[Begin LISTED ENTRIES]

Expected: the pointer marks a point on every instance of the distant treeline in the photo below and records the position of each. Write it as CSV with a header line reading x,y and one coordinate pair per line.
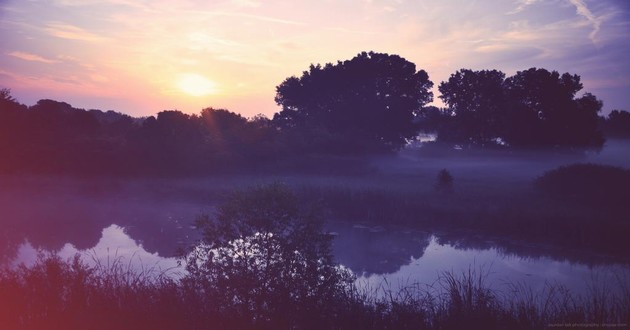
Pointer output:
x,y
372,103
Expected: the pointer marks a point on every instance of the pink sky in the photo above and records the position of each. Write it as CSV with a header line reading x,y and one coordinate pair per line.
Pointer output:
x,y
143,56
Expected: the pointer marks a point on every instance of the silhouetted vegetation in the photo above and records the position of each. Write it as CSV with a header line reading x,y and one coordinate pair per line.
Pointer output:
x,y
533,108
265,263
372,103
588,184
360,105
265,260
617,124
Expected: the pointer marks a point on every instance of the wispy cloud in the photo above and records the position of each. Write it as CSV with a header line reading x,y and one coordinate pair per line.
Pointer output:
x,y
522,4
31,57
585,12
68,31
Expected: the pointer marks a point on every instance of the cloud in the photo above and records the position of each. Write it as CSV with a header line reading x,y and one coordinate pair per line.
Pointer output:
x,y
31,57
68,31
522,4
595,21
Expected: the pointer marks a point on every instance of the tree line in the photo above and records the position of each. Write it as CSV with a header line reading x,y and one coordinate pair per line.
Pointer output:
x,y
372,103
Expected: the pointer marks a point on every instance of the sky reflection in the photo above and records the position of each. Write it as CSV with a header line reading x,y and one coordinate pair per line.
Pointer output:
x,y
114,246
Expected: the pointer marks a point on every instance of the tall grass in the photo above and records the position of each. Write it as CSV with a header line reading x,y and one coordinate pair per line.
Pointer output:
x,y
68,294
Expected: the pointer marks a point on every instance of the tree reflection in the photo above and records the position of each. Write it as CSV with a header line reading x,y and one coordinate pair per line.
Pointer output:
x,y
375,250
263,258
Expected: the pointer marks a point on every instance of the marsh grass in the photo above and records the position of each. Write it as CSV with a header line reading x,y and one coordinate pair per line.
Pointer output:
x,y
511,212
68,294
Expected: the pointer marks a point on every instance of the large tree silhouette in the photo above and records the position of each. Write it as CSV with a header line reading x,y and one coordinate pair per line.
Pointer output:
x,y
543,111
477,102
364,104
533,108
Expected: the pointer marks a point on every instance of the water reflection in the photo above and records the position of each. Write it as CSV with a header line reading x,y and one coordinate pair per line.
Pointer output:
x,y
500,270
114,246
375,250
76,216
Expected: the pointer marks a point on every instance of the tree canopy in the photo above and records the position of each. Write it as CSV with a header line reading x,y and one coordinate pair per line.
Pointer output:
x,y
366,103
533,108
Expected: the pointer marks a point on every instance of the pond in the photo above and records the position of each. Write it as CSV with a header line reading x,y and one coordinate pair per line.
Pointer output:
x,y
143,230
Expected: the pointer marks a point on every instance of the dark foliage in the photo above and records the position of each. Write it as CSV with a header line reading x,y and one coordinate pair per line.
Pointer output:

[End LISTED ENTRIES]
[Begin LISTED ENTRIES]

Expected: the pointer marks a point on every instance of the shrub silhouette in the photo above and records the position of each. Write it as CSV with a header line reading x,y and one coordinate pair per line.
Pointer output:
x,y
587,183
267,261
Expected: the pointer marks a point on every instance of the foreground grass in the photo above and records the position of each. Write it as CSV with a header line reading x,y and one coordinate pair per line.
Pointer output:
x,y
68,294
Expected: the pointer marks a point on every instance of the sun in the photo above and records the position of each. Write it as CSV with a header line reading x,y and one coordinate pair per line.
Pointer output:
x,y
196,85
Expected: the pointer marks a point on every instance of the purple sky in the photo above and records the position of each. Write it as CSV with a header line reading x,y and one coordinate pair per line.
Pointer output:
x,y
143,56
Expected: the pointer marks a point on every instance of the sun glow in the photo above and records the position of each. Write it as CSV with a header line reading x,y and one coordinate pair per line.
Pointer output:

[End LISTED ENTRIES]
[Begin LISTED ENTRIES]

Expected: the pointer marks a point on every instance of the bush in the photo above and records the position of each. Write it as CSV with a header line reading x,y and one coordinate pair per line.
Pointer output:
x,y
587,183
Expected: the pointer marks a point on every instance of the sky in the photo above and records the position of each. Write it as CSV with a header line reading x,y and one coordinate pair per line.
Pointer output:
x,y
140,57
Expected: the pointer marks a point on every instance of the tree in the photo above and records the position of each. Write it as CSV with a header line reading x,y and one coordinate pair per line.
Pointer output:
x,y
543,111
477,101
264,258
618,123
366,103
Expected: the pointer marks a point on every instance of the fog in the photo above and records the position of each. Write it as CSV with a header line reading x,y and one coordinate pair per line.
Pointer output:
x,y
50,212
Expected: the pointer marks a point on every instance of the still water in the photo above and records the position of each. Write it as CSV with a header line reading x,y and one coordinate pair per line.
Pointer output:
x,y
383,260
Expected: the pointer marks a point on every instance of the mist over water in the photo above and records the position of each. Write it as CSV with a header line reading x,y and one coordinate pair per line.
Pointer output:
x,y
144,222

[End LISTED ENTRIES]

Count the lines in the records above that contain the word "cloud", treating case as significant. Give only the number.

2